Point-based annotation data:
--- --- ---

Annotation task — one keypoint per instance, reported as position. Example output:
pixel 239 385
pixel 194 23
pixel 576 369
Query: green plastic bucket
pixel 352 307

--- --- ---

● GIVEN EXERCISE
Express each nonblank line of the data above as a row in a Markdown table with the columns Row and Line, numbering the rows in order.

● THE RESULT
| Row | Line |
|---|---|
| 1 | Annotation task — one keypoint per instance, reported as position. Example output: |
| 2 | pixel 239 385 |
| 3 | pixel 194 23 |
| 4 | pixel 576 369 |
| 5 | Query: green plastic bucket |
| 6 | pixel 352 307 |